Requirement: Repeat precisely the span of lines below that opens with the line containing "One marker per instance of the blue" and closes with the line containing "One marker per instance of the sunlit", both included.
══ Exercise inputs
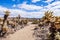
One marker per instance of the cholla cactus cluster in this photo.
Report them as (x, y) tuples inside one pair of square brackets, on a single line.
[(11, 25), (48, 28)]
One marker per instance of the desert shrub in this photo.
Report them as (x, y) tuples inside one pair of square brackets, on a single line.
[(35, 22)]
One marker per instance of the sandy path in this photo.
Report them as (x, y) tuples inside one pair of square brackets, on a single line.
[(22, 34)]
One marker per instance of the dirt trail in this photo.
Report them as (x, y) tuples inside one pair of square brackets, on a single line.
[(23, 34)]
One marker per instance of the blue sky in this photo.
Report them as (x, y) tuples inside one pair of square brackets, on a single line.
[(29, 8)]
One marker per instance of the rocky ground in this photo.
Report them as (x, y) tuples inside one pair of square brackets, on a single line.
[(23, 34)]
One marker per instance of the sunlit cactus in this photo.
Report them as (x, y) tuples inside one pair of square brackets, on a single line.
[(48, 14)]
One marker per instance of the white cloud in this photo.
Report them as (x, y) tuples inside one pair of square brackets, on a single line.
════
══ Exercise inputs
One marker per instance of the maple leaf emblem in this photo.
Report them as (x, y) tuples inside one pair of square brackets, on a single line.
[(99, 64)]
════
══ Exercise inputs
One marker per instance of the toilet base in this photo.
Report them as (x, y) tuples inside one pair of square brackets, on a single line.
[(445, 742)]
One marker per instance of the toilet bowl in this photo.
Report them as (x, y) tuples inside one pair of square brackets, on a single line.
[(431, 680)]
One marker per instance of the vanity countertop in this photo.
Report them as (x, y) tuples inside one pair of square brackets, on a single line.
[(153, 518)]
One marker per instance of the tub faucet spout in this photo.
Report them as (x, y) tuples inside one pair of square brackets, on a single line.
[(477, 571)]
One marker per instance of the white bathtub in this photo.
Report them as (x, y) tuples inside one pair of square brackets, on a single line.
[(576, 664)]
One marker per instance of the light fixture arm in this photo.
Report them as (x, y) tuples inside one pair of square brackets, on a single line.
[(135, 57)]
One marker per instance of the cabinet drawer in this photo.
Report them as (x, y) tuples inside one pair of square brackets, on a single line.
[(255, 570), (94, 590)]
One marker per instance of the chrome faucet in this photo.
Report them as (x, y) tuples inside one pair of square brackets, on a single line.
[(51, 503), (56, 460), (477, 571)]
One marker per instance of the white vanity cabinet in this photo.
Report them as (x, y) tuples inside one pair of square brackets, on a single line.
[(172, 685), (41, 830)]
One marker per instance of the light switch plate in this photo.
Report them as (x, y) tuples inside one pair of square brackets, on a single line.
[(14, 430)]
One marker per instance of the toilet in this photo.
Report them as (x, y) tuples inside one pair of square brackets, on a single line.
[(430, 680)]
════
Result:
One marker per instance of the blue sky in this photo.
Report them as (x, y) tuples inside one pair of square brackets, on a single line.
[(29, 8)]
One marker per instance of the rocky ground in this photo.
Report them as (x, y) tuples inside one pair of square brackets, on a single line.
[(23, 34)]
One marker per instance of the sunlit cactus in this photo.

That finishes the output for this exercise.